Chaque maître-assembleur veut mettre sa marque personnelle dans son rhum, et c’est un fait biologique que les hommes et les femmes perçoivent les goûts différemment.

Malheureusement, certains hommes ne veulent pas boire un rhum “féminin” en raison de leurs limites et de leurs préjugés. C’est leur problème, car ils passent à côté de beaucoup de choses !

MH : C’est drôle que vous mentionniez la connotation négative des boissons féminines car elle peut transcender la culture quotidienne. Miriam Paola Pacheco, de Casa Tarasco au Mexique, nous a dit que son produit, la charanda, est généralement associé au genre féminin en espagnol (la).

Cependant, les autorités et les producteurs locaux préfèrent l’article masculin (el) car il indique pour eux une meilleure qualité. Cette façon limitée de penser est précisément la raison pour laquelle nous avons voulu écrire ce livre. Elle fait partie d’un problème plus large dans l’industrie qui considère les femmes comme moins capables.

* [Lignes fournies]
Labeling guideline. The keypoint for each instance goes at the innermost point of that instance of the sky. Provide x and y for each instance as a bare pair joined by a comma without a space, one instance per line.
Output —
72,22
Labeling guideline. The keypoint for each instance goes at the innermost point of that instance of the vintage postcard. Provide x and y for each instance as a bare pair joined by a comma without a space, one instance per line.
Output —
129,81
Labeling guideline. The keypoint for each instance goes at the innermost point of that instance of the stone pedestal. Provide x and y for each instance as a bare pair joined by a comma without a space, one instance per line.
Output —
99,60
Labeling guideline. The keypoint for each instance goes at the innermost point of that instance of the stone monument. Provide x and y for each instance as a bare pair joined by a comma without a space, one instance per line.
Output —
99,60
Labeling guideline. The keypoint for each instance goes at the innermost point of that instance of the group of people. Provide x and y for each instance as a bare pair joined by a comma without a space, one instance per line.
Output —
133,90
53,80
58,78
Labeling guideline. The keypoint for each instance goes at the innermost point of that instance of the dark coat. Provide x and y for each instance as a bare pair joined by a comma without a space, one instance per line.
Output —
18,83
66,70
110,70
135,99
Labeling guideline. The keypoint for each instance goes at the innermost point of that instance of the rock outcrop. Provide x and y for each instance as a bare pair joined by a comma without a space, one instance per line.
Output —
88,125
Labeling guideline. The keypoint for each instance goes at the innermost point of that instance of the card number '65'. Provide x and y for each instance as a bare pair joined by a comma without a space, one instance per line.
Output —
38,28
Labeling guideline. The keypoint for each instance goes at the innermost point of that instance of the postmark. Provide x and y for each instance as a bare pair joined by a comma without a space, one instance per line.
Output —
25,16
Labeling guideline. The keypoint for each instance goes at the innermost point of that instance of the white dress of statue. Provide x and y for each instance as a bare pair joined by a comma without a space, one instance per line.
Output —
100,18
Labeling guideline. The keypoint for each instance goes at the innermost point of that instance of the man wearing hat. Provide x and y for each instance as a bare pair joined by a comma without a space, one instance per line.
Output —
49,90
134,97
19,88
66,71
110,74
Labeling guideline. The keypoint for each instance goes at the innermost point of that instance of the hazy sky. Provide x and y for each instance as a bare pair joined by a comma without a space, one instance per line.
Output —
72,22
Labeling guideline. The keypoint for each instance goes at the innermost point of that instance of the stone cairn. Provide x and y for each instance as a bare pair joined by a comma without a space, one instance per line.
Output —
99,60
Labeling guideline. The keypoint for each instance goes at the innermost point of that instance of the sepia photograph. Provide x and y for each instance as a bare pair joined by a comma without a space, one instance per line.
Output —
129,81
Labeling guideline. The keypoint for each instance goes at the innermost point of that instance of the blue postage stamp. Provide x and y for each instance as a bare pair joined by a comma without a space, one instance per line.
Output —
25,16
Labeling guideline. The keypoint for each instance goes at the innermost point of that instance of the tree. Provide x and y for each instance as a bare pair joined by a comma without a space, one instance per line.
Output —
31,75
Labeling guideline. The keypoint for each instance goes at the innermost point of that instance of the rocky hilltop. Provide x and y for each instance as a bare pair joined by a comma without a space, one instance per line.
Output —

* [Activité]
Recopiez, s'il vous plaît, le texte fourni en commençant aux mots « Malheureusement, certains hommes » et en vous arrêtant après « comme moins capables. ». Dans ce passage, renommez « charanda » en « mezcal ».

* [Corrigé]
Malheureusement, certains hommes ne veulent pas boire un rhum “féminin” en raison de leurs limites et de leurs préjugés. C’est leur problème, car ils passent à côté de beaucoup de choses !

MH : C’est drôle que vous mentionniez la connotation négative des boissons féminines car elle peut transcender la culture quotidienne. Miriam Paola Pacheco, de Casa Tarasco au Mexique, nous a dit que son produit, la mezcal, est généralement associé au genre féminin en espagnol (la).

Cependant, les autorités et les producteurs locaux préfèrent l’article masculin (el) car il indique pour eux une meilleure qualité. Cette façon limitée de penser est précisément la raison pour laquelle nous avons voulu écrire ce livre. Elle fait partie d’un problème plus large dans l’industrie qui considère les femmes comme moins capables.